God’s grace and peace, (ggap)
Pastor Jerry Nuernberger

Monday, May 6, 2019

The Bungee Cord 5-6-19

“Take me out to the ball game Take me out with the crowd Buy me some peanuts and crackerjacks I don't care if I never get back Let me root, root, root For the home team If they don't win it's a shame Aahh. For it's one, Two, Three strikes you're out At the old ball game”

     No it’s not.  Well, maybe it is when it comes to baseball.  But it is not when it comes to Jesus.  When it comes to Jesus, it is not three strikes and you’re out, we see that this morning in our Gospel lesson.  (John 21:1-19)

     It was no accident that Jesus gathered his disciples, especially Peter, around a charcoal fire that day after he rose from the dead.  Remember back when Jesus had gathered the disciples for their last meal together, and Jesus said that one of them was going to betray him.  And when Jesus said that, Peter, full of self-confidence and devotion for Jesus said, that even if all the rest would betray him, he, Peter would not.   And when Peter said that, Jesus said to Peter…”yes…yes, you will….before the cock crows, you will deny me three times.”  So that very night, when Jesus was arrested, when he went before Herod and Pilate, when he was scourged, spit upon, mocked and given a crown of thorns…three times, Peter found himself near a charcoal fire, and when Peter was confronted, three times Peter said with much conviction as he could muster, “I don’t even know the man.”  Three times around a charcoal fire that he denied him saying, “I don’t even know the man.”

     Not exactly a home run that Peter hit.  Actually, he struck out.  Big time. When the game was on the line. When the one who Peter had believed was the long promised Messiah…the one who God had promised to send to rescue his people and bring them back to him…when everything was at stake….Peter denied Jesus three times.  He struck out.

     So, it was clearly no accident that Jesus walked over to Peter that day on the seashore as they all stood around that charcoal fire.  And it was no accident that Jesus asked Peter three times, “Do you love me?”  And it is no surprise that Peter felt hurt when Jesus asked him three times, “Do you love me?”  After all, when Peter had to choose between his love for Jesus and saving his own skin….he chose saving his own skin….three times.  “Peter, do you love me?”  It was a question to which Peter knew the answer….well, not as much as thought I did. “I guess, Jesus, I struck out.”

     But notice what Jesus said to this strike-out king…to his clean up hitter who whiffed when the bases were loaded…he did not say, “Go find a place on the bench and sit there.  He didn’t say, “I am tired of looking at you.  Go hit the showers, go home, and don’t come back.”  He didn’t say, “You ruined it for us.  We’re trading you away…after all, you’re pretty good at doing the enemy’s work.”  He didn’t say, “You had your chance, and you blew it…three times and you’re out.  And don’t let the door hit you when you leave.”

     No, he didn’t say any of those things….things that we hear from others when we strike out on them.  What Jesus said was, “Follow me.”  You see, with Jesus, it is not three strikes and you’re out, its “follow me.”  Its pick your head up.  Its shake the dirt off of your shoes.  Grab your bat.  Step back up to that plate, and try again..  Follow me.”

________________________________________

**EXERCISE DIRECTIONS:** Condense the sermon paragraph that opens "But notice what Jesus said to this strike-out king" into a short bulleted list that keeps its main points. Answer from the sermon alone.

**PROVIDED RECORDS:**
________________________________________

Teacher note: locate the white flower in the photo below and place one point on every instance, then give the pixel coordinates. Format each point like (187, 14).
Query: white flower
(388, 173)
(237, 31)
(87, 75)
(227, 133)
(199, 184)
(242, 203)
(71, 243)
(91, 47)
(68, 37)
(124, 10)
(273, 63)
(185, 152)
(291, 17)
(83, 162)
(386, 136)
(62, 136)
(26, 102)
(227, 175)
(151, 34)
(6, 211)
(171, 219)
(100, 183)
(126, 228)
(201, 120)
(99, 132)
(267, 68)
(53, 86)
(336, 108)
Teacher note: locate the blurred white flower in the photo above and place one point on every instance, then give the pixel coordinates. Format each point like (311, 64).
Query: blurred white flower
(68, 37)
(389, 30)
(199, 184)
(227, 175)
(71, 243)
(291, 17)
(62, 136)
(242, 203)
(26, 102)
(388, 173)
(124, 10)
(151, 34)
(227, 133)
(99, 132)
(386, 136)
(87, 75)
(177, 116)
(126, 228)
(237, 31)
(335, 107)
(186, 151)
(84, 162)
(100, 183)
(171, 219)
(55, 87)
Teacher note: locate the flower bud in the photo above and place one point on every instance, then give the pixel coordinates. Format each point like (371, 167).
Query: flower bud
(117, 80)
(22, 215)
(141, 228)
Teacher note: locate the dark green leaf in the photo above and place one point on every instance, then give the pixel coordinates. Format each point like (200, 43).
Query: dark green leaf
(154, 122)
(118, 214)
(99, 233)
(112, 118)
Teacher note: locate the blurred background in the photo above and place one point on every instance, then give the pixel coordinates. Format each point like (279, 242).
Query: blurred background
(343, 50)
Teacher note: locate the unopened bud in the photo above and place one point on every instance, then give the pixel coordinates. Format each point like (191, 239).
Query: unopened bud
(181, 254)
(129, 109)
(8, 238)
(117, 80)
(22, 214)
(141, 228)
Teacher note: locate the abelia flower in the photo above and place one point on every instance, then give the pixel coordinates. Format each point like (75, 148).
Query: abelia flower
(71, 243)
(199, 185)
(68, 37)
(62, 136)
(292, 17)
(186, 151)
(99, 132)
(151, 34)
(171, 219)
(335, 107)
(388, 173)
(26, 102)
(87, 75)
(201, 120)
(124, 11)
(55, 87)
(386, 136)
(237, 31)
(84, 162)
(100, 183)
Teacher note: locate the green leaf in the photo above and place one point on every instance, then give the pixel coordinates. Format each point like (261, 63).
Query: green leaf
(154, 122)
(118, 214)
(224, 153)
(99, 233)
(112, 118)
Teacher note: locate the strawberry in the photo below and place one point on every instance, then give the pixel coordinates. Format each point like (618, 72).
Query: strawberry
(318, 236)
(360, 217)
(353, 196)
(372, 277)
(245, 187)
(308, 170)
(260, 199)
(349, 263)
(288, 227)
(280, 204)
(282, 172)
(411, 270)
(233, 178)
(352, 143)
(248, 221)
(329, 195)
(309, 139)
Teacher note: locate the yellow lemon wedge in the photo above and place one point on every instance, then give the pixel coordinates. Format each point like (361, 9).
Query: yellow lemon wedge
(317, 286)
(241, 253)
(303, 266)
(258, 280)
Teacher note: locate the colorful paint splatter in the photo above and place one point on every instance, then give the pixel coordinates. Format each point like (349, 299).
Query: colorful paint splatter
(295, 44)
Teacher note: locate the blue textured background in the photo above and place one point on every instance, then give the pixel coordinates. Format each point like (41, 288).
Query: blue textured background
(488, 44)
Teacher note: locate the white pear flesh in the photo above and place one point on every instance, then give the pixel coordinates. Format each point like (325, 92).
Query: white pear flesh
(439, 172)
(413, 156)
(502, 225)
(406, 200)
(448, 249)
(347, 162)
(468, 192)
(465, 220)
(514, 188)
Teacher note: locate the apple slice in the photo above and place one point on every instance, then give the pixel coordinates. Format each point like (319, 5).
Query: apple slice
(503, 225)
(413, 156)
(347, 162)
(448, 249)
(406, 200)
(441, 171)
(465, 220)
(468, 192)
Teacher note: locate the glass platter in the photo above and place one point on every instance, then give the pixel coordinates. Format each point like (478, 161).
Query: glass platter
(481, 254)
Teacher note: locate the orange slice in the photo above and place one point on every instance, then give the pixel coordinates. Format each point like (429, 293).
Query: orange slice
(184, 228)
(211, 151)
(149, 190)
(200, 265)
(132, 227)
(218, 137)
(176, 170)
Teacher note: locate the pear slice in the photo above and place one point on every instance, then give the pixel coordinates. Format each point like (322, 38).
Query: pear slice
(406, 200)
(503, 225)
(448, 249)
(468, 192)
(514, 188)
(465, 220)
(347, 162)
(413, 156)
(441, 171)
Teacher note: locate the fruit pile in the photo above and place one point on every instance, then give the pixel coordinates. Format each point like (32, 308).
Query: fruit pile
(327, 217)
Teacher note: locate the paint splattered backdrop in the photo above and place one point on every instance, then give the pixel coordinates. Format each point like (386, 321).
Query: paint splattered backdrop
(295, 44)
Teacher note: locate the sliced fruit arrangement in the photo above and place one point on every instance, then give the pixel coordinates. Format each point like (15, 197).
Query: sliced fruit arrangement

________________________________________

**OUTPUT OF THE TASK:**
What Jesus did not say to Peter, his strike-out king:
- Go find a place on the bench and sit there.
- I am tired of looking at you; hit the showers, go home, and don't come back.
- You ruined it for us, so we're trading you away, since you're good at doing the enemy's work.
- You had your chance and blew it; three times and you're out, and don't let the door hit you when you leave.